[OBJECTIVE]:
Extract each line in the rows below that contains the string "target", treating uppercase and lowercase letters as distinct.

[INPUT RECORDS]:
===

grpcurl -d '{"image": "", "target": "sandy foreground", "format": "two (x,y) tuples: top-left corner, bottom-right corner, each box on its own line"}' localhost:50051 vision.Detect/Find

===

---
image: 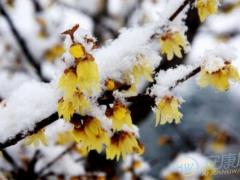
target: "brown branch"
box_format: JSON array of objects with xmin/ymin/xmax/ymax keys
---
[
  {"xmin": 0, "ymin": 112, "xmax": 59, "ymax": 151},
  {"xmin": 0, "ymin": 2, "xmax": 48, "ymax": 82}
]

===

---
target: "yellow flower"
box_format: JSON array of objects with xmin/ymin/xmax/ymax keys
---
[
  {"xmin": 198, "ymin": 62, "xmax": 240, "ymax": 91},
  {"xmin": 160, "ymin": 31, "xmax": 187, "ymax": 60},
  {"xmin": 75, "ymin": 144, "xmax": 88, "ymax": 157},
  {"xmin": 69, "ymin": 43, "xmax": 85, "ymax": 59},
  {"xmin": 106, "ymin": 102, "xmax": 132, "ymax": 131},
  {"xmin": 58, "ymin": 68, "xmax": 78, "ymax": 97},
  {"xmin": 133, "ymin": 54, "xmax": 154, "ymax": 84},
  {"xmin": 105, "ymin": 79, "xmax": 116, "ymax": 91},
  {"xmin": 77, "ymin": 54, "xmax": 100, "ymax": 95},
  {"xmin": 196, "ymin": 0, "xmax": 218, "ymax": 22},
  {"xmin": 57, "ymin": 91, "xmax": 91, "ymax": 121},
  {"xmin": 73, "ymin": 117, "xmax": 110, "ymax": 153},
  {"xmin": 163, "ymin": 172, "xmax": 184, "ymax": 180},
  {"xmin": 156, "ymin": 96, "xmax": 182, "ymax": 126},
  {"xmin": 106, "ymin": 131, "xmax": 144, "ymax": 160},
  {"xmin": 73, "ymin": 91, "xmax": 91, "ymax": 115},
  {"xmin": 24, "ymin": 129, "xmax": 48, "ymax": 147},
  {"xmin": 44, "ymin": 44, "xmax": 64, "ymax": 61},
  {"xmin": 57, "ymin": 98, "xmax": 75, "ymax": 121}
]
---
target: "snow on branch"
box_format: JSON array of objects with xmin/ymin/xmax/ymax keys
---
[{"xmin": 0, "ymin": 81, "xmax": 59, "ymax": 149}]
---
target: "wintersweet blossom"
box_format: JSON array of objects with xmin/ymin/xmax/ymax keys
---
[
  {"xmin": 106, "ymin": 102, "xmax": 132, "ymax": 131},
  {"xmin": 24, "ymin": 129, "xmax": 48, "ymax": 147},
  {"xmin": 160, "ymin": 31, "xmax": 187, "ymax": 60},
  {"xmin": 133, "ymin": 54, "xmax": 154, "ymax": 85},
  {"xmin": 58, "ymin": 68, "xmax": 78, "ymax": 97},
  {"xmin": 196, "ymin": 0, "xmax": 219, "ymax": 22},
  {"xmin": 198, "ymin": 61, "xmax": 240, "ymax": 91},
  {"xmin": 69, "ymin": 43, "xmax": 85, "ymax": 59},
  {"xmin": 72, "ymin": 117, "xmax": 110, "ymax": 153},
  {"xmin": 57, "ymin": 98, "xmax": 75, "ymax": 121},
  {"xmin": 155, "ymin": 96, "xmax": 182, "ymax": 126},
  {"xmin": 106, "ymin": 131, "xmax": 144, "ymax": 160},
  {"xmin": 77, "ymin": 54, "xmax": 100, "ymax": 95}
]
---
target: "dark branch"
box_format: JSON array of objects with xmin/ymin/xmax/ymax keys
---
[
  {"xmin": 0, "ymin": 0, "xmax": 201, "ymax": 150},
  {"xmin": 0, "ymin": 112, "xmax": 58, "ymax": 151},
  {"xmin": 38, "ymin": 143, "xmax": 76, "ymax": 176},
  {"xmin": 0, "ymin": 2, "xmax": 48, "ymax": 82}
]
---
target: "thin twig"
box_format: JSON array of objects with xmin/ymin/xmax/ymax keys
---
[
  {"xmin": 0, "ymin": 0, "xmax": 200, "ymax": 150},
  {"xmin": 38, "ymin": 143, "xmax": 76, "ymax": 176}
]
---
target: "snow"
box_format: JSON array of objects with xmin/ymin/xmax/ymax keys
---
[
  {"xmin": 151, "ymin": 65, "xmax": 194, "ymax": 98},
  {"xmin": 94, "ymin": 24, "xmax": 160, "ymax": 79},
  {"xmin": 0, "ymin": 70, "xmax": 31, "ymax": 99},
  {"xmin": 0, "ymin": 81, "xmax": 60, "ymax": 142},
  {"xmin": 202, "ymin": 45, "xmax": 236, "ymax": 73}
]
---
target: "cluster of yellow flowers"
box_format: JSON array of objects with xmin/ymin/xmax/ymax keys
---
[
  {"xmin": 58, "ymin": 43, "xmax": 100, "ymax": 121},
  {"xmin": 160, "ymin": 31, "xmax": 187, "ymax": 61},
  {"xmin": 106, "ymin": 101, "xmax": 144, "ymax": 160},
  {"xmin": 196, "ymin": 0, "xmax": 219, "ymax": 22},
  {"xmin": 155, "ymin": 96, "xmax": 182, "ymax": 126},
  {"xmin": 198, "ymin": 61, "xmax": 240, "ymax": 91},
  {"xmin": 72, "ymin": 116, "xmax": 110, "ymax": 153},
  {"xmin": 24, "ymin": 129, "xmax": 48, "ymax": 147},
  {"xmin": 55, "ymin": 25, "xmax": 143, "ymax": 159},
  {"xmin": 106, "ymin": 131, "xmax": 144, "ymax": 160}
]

===

[RESPONSE]:
grpcurl -d '{"image": "", "target": "sandy foreground", "format": "two (x,y) tuples: top-left corner, bottom-right corner, each box on its own line"}' localhost:50051 vision.Detect/Find
target: "brown branch"
target: "yellow flower"
target: "snow on branch"
target: "wintersweet blossom"
target: "dark branch"
target: "thin twig"
target: "snow"
target: "cluster of yellow flowers"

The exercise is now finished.